* Begin Excerpt to read *

# AMS: French Horns --- RELEASED. Introductory price and discount code for AMS: LB owners



## StrezovSampling (Dec 30, 2013)

Turns out the end of 2013 will be chaotic and aleatoric! After our first release Casey Edwards had some additional ideas that we expanded in "AMS: Horns" - most notably recording the section _"Tutti"_ and _"divisi"_. This will help you achieve even more 'randomness' when writing music and you will have 2 separate groups of musicians with different sound, instruments and musicianship. 

If you are new to the "Aleatoric Modular Series" - this is a unique concept that allows composers to manipulate pre-recorded samples and shape your own effects while having complete control over real-time dynamics. The "Horns" is the second product in the series. You can download a free patch for the "Low Brass" to try it out: AMS: LB Free Jitters Patch
(open the page and click on the AMS graphic)







[flash width=450 height=150 loop=false]http://player.soundcloud.com/player.swf?url=https%3A//api.soundcloud.com/playlists/18611430[/flash]

Walkthrough: 


Stay tuned for more information regarding release date and more demos of course. Also, update for AMS: LB and the free synth patch will be online as soon as we wrap the video walkthrough! 

Happy New year's eve!


----------



## givemenoughrope (Dec 30, 2013)

*Re: Aleatoric Modular Series: French Horns*

Wowie! Sounds great. Do you mind divulging what the percussion or other libraries are? I think being able to blend well is a major selling to point to libraries such as these (and it sounds like it blends pretty well from here..?)

thanks


----------



## Ed (Dec 30, 2013)

Yeeeaaah glad the low brass sold well enough for you to continue with this. I know 8dio just announced their CAGE lib but I can never have enough of it and I like the different approaches and recording styles.

I really hope you make it to the strings. Even if its 2 libs of high strings and low strings :D


----------



## Casey Edwards (Dec 31, 2013)

*Re: Aleatoric Modular Series: French Horns*

Here is a video walk-through of me blabbing and playing through some patches. 



@givemenoughrope: On my short little stinger I just added a few patches on top of my orchestral template. You shouldn't have any trouble blending as I have libs across the spectrum. My winds are Westgate (dry), strings are Cinematic Strings 2 (ER's, short tail), and CineBrass Core + Pro & Spitfire Perc/Piano/harp which are very wet. I also sprinkled some DAMAGE in there which is pretty punchy and dry. There's a naked mic demo in the walk-through, which is annotated in the description for quick link access. 

@Ed: The plan is to cover all sections in a modular fashion with controllable dynamics (VlnI, VlnII, etc.). So, granted that my ideas can pick up enough steam, then you'll see more releases with a more concrete release schedule. I'm still very excited about bringing these ideas to fruition! Also, speaking as an unbiased customer of samples myself, I'm quite excited to see what 8dio and Orchestral Tools offer in terms of these Orchestral FX. I'm definitely not going to be a developer who pretends that the samples I'm affiliated with are the only ones that I touch, even in a commercial announcement. One's a company, two's a crowd, and three's a party!! o-[][]-o


----------



## StrezovSampling (Jan 2, 2014)

* End Excerpt to read *
* Begin Data provided *

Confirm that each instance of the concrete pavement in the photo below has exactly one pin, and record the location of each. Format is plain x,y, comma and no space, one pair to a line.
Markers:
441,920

* End Data provided *

- Exercise tasks
1 > In the AMS: French Horns thread, why was the horn section recorded both "Tutti" and "divisi"? Answer in one to three sentences.
2 > According to the AMS: French Horns thread, which strings library does Casey Edwards use in his orchestral template?
3 > Reproduce the passage of the AMS: French Horns thread from "Yeeeaaah glad the" up to and including "and recording styles.".
The data have no role in this work.

- The solutions
1 > Recording the section both ways helps achieve even more "randomness" when writing music. It also provides two separate groups of musicians with different sound, instruments and musicianship.

2 > Cinematic Strings 2.

3 >
Yeeeaaah glad the low brass sold well enough for you to continue with this. I know 8dio just announced their CAGE lib but I can never have enough of it and I like the different approaches and recording styles.